_GIVEN PASSAGE_
******************************

Hello parents!
If you’re reading this, you probably have a child who is taking chemistry and having some trouble. Maybe there’s trouble with the subject matter, or maybe it’s the teacher that’s giving you problems. Either way, maybe I can help.
It’s storytime!
My name is Ian Guch and I’m the guy who does everything on this site. I’ve got lots of credentials, but I figure you’ve already figured that out – I won’t bore you with them. The biggest credential I have, however, comes from my own high school chemistry experience.
When I was in 10th grade, I had a chemistry teacher named Mr. W. Mr. W was an odd guy who wore a green lab coat and believed that only Very Special People could be honored with chemical knowledge. I left the class with the lowest possible C-, and I promised myself I’d never take chemistry again.
Mr. W and green coat. It was a long time ago.
When I got to college, I was very unhappy to find that I had to take chemistry again. And, to my great unhappiness, the professor was just like Mr. W. I stopped going to class entirely, and showed up only to get dismal grades on the exams.
When it came time to take the final, I saw that it was still possible to pass the class if I did really well. Unfortunately, I didn’t know anything about chemistry. Because I didn’t want to take chemistry again, I sat down in the library with my textbook and taught myself everything I needed to know in less than a week. Somehow, I passed the class. And even better, learned that chemistry is pretty interesting.

******************************

[Object location annotation data]
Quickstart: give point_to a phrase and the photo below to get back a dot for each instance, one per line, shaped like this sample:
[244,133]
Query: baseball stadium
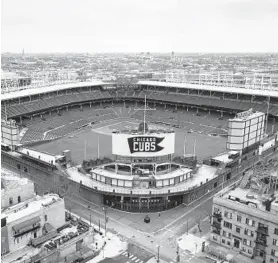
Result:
[149,146]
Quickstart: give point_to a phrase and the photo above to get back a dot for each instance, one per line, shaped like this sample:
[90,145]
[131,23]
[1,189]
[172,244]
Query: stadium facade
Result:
[157,181]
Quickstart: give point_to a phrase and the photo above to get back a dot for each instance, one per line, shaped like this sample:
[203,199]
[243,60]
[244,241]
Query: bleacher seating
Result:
[162,94]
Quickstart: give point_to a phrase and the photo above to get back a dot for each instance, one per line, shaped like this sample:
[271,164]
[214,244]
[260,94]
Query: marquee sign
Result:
[143,145]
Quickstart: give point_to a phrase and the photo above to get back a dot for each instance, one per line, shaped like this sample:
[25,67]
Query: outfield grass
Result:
[205,145]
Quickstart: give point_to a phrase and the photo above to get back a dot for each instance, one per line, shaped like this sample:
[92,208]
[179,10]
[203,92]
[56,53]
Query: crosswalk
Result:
[131,258]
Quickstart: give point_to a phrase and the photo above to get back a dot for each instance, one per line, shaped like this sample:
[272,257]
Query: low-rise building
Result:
[15,190]
[29,220]
[246,221]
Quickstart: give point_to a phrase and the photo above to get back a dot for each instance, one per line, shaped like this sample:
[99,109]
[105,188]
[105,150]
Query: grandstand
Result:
[63,109]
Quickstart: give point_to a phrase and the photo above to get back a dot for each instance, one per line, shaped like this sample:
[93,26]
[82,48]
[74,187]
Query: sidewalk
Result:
[153,260]
[228,253]
[108,246]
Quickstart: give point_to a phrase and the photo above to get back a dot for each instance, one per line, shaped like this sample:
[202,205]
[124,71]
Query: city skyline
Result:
[139,26]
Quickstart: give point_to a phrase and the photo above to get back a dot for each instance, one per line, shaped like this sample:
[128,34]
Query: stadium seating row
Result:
[164,96]
[52,126]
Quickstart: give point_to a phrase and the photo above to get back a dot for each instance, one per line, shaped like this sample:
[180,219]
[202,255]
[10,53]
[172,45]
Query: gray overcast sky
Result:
[139,25]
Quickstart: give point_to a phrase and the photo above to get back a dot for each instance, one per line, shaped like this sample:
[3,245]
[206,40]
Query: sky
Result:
[139,26]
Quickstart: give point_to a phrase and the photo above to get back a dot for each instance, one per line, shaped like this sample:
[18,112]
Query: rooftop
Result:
[41,90]
[28,207]
[249,201]
[247,115]
[46,157]
[10,180]
[204,172]
[246,91]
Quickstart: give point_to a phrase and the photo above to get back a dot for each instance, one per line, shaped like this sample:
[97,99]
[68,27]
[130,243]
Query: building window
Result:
[236,243]
[226,234]
[228,225]
[250,222]
[247,242]
[228,215]
[248,232]
[274,253]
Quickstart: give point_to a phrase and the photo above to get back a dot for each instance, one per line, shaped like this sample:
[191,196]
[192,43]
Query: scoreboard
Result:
[147,145]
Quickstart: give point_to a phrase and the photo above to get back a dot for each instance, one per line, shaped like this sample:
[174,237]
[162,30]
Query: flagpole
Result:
[85,151]
[184,145]
[98,147]
[145,113]
[267,112]
[6,117]
[194,153]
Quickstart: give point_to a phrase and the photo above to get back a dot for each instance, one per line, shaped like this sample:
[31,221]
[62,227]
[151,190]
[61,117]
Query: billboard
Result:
[148,145]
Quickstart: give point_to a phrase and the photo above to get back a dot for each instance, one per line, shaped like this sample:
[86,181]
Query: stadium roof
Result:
[41,90]
[245,91]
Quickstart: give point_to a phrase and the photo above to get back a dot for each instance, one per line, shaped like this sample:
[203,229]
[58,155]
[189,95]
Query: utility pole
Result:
[158,247]
[105,219]
[178,253]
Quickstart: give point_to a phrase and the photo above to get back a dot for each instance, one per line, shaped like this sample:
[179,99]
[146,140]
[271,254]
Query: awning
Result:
[237,237]
[48,227]
[37,241]
[26,224]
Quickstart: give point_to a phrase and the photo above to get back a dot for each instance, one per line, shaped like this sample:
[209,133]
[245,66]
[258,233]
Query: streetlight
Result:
[158,247]
[178,253]
[105,218]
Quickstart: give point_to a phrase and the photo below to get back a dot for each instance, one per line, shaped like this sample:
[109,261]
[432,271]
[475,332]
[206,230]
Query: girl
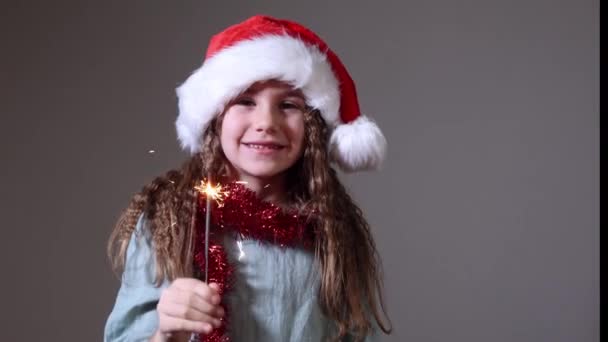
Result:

******************************

_WHAT IS EXPECTED_
Reproduce the note to parents about learning chemistry in full, word for word, from its first line to its last.

_ANSWER BELOW_
Hello parents!
If you’re reading this, you probably have a child who is taking chemistry and having some trouble. Maybe there’s trouble with the subject matter, or maybe it’s the teacher that’s giving you problems. Either way, maybe I can help.
It’s storytime!
My name is Ian Guch and I’m the guy who does everything on this site. I’ve got lots of credentials, but I figure you’ve already figured that out – I won’t bore you with them. The biggest credential I have, however, comes from my own high school chemistry experience.
When I was in 10th grade, I had a chemistry teacher named Mr. W. Mr. W was an odd guy who wore a green lab coat and believed that only Very Special People could be honored with chemical knowledge. I left the class with the lowest possible C-, and I promised myself I’d never take chemistry again.
Mr. W and green coat. It was a long time ago.
When I got to college, I was very unhappy to find that I had to take chemistry again. And, to my great unhappiness, the professor was just like Mr. W. I stopped going to class entirely, and showed up only to get dismal grades on the exams.
When it came time to take the final, I saw that it was still possible to pass the class if I did really well. Unfortunately, I didn’t know anything about chemistry. Because I didn’t want to take chemistry again, I sat down in the library with my textbook and taught myself everything I needed to know in less than a week. Somehow, I passed the class. And even better, learned that chemistry is pretty interesting.